WORK TO DO —
Show each line of the entries below that contains the string "handlebar". Case counts, so match the capitalization exactly.

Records
---------------

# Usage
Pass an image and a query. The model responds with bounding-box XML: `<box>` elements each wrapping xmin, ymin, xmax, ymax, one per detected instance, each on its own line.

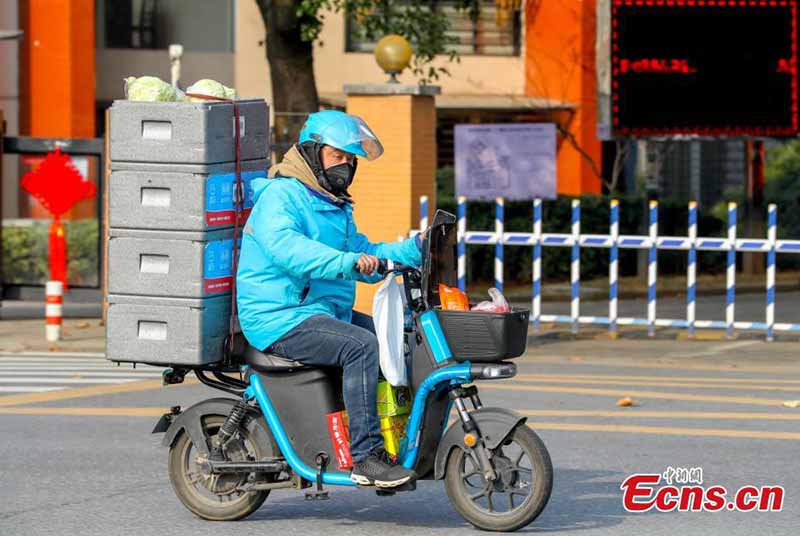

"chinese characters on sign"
<box><xmin>455</xmin><ymin>123</ymin><xmax>556</xmax><ymax>200</ymax></box>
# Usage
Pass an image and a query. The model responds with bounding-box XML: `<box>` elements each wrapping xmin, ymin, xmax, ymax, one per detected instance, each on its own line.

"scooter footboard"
<box><xmin>434</xmin><ymin>408</ymin><xmax>527</xmax><ymax>480</ymax></box>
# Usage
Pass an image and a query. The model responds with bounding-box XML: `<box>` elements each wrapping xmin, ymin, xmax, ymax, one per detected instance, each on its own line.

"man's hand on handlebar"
<box><xmin>356</xmin><ymin>253</ymin><xmax>379</xmax><ymax>275</ymax></box>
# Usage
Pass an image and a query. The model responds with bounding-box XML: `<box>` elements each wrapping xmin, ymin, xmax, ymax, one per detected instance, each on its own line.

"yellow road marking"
<box><xmin>515</xmin><ymin>374</ymin><xmax>800</xmax><ymax>387</ymax></box>
<box><xmin>515</xmin><ymin>408</ymin><xmax>800</xmax><ymax>421</ymax></box>
<box><xmin>0</xmin><ymin>407</ymin><xmax>800</xmax><ymax>441</ymax></box>
<box><xmin>514</xmin><ymin>374</ymin><xmax>800</xmax><ymax>393</ymax></box>
<box><xmin>517</xmin><ymin>358</ymin><xmax>800</xmax><ymax>374</ymax></box>
<box><xmin>0</xmin><ymin>406</ymin><xmax>169</xmax><ymax>417</ymax></box>
<box><xmin>528</xmin><ymin>422</ymin><xmax>800</xmax><ymax>441</ymax></box>
<box><xmin>0</xmin><ymin>378</ymin><xmax>199</xmax><ymax>407</ymax></box>
<box><xmin>481</xmin><ymin>382</ymin><xmax>784</xmax><ymax>406</ymax></box>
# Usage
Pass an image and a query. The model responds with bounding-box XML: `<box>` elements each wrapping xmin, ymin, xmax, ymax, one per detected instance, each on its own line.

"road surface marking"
<box><xmin>0</xmin><ymin>352</ymin><xmax>106</xmax><ymax>359</ymax></box>
<box><xmin>514</xmin><ymin>374</ymin><xmax>800</xmax><ymax>393</ymax></box>
<box><xmin>0</xmin><ymin>376</ymin><xmax>145</xmax><ymax>384</ymax></box>
<box><xmin>481</xmin><ymin>382</ymin><xmax>784</xmax><ymax>406</ymax></box>
<box><xmin>0</xmin><ymin>385</ymin><xmax>63</xmax><ymax>393</ymax></box>
<box><xmin>0</xmin><ymin>407</ymin><xmax>800</xmax><ymax>441</ymax></box>
<box><xmin>514</xmin><ymin>374</ymin><xmax>800</xmax><ymax>386</ymax></box>
<box><xmin>515</xmin><ymin>407</ymin><xmax>800</xmax><ymax>421</ymax></box>
<box><xmin>0</xmin><ymin>369</ymin><xmax>162</xmax><ymax>378</ymax></box>
<box><xmin>0</xmin><ymin>407</ymin><xmax>169</xmax><ymax>417</ymax></box>
<box><xmin>517</xmin><ymin>354</ymin><xmax>800</xmax><ymax>375</ymax></box>
<box><xmin>527</xmin><ymin>422</ymin><xmax>800</xmax><ymax>441</ymax></box>
<box><xmin>0</xmin><ymin>378</ymin><xmax>199</xmax><ymax>407</ymax></box>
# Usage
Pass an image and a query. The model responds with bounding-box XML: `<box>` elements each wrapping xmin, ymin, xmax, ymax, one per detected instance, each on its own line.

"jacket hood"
<box><xmin>264</xmin><ymin>145</ymin><xmax>352</xmax><ymax>204</ymax></box>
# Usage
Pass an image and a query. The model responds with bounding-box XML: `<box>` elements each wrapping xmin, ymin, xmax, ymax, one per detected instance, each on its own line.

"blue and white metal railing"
<box><xmin>494</xmin><ymin>197</ymin><xmax>505</xmax><ymax>292</ymax></box>
<box><xmin>531</xmin><ymin>199</ymin><xmax>542</xmax><ymax>331</ymax></box>
<box><xmin>686</xmin><ymin>201</ymin><xmax>697</xmax><ymax>337</ymax></box>
<box><xmin>608</xmin><ymin>199</ymin><xmax>619</xmax><ymax>335</ymax></box>
<box><xmin>569</xmin><ymin>199</ymin><xmax>581</xmax><ymax>333</ymax></box>
<box><xmin>456</xmin><ymin>196</ymin><xmax>467</xmax><ymax>292</ymax></box>
<box><xmin>428</xmin><ymin>197</ymin><xmax>800</xmax><ymax>340</ymax></box>
<box><xmin>647</xmin><ymin>201</ymin><xmax>658</xmax><ymax>337</ymax></box>
<box><xmin>766</xmin><ymin>205</ymin><xmax>778</xmax><ymax>341</ymax></box>
<box><xmin>725</xmin><ymin>203</ymin><xmax>736</xmax><ymax>337</ymax></box>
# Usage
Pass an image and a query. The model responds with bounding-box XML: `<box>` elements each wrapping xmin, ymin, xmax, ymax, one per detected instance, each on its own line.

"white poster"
<box><xmin>455</xmin><ymin>123</ymin><xmax>556</xmax><ymax>200</ymax></box>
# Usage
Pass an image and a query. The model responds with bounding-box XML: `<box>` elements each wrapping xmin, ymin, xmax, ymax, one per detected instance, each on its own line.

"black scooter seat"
<box><xmin>244</xmin><ymin>345</ymin><xmax>309</xmax><ymax>372</ymax></box>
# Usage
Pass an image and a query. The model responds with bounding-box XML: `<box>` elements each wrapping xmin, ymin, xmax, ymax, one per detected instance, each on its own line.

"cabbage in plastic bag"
<box><xmin>125</xmin><ymin>76</ymin><xmax>185</xmax><ymax>102</ymax></box>
<box><xmin>186</xmin><ymin>78</ymin><xmax>236</xmax><ymax>102</ymax></box>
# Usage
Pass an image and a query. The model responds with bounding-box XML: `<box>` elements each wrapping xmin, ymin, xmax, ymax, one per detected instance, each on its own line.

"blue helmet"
<box><xmin>298</xmin><ymin>110</ymin><xmax>383</xmax><ymax>160</ymax></box>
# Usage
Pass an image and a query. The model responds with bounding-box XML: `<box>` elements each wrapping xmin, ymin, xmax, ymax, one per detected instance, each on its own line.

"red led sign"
<box><xmin>611</xmin><ymin>0</ymin><xmax>798</xmax><ymax>136</ymax></box>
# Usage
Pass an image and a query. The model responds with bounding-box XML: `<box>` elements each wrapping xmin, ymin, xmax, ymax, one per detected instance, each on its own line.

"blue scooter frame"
<box><xmin>243</xmin><ymin>311</ymin><xmax>473</xmax><ymax>486</ymax></box>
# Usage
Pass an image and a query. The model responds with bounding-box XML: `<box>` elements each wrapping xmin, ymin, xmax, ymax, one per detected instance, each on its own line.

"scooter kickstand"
<box><xmin>306</xmin><ymin>452</ymin><xmax>330</xmax><ymax>501</ymax></box>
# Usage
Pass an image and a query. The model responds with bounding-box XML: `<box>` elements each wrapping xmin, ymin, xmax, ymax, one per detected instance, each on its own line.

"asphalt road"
<box><xmin>0</xmin><ymin>339</ymin><xmax>800</xmax><ymax>536</ymax></box>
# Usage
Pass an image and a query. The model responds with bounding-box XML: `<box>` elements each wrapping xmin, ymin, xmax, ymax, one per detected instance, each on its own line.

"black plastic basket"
<box><xmin>436</xmin><ymin>308</ymin><xmax>530</xmax><ymax>363</ymax></box>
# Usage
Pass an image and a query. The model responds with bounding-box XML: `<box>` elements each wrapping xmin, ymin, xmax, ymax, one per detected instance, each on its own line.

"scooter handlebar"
<box><xmin>353</xmin><ymin>259</ymin><xmax>415</xmax><ymax>276</ymax></box>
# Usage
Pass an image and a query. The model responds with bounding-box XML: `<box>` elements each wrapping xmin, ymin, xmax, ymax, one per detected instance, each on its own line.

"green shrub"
<box><xmin>2</xmin><ymin>220</ymin><xmax>100</xmax><ymax>287</ymax></box>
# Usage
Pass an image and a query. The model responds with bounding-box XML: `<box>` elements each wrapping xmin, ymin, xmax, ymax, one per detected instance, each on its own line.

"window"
<box><xmin>97</xmin><ymin>0</ymin><xmax>233</xmax><ymax>52</ymax></box>
<box><xmin>345</xmin><ymin>0</ymin><xmax>522</xmax><ymax>56</ymax></box>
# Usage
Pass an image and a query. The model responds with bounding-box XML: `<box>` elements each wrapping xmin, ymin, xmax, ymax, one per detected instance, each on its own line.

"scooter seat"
<box><xmin>244</xmin><ymin>345</ymin><xmax>308</xmax><ymax>372</ymax></box>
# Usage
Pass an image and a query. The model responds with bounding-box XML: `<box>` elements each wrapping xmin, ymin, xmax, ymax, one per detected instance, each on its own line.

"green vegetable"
<box><xmin>125</xmin><ymin>76</ymin><xmax>185</xmax><ymax>102</ymax></box>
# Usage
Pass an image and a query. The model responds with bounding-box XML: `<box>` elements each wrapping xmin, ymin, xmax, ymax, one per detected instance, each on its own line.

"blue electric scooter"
<box><xmin>154</xmin><ymin>211</ymin><xmax>553</xmax><ymax>531</ymax></box>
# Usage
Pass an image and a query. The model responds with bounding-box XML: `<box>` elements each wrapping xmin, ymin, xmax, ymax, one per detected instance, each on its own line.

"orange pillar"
<box><xmin>345</xmin><ymin>84</ymin><xmax>439</xmax><ymax>314</ymax></box>
<box><xmin>20</xmin><ymin>0</ymin><xmax>95</xmax><ymax>138</ymax></box>
<box><xmin>525</xmin><ymin>0</ymin><xmax>602</xmax><ymax>195</ymax></box>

---------------

WRITTEN REPLY —
"man's hand on handlebar"
"scooter handlebar"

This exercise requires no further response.